### ESERCIZIO 1:
Secondo l'articolo su Diego Valeri, in quale giorno e anno è morto il poeta?
··· ARTICOLO ···
In questo mese di novembre muore nel 1976 il nostro poeta piovese Diego Valeri, esattamente il 27 di novembre, lasciato ormai nell’oblio del tempo, ed è per questo che voglio ricordarlo.

Perdonate il mio divagare nel passato ma conservo ancora vivo il ricordo del mio vecchio, logoro sussidiario del lontano 1950. Era come una piccola enciclopedia: trattava di storia, di scienze, di matematica, di geografia e naturalmente di italiano. Quell’italiano considerato da noi dialettofoni veneti alla stregua di una lingua straniera. Ecco, è proprio in questa sezione che molte delle filastrocche e delle poesie dedicate ai bambini, tratte dalla silloge “Il Campanellino”, recavano in fondo al testo il suo nome: Diego Valeri, che solo più tardi ho realizzato essere mio concittadino.
··· DATI GREZZI ···
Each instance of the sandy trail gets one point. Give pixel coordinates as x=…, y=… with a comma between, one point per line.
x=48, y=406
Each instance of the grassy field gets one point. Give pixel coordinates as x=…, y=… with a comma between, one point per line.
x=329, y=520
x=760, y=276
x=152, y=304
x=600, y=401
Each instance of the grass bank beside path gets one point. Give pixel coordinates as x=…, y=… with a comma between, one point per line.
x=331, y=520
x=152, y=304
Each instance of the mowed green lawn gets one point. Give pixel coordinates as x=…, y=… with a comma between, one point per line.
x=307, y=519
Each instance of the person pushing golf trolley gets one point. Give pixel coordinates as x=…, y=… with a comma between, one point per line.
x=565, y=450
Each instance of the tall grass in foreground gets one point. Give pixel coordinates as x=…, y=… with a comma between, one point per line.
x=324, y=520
···
### ESERCIZIO 2:
Per favore, estrai dai record tutto ciò che va dalla riga contenente "Each instance of the tall" fino alla fine dei record, riportandolo senza alcuna modifica.

### RISPOSTA COMPLETA 1:
Il 27 novembre 1976.

### RISPOSTA COMPLETA 2:
Each instance of the tall grass in foreground gets one point. Give pixel coordinates as x=…, y=… with a comma between, one point per line.
x=324, y=520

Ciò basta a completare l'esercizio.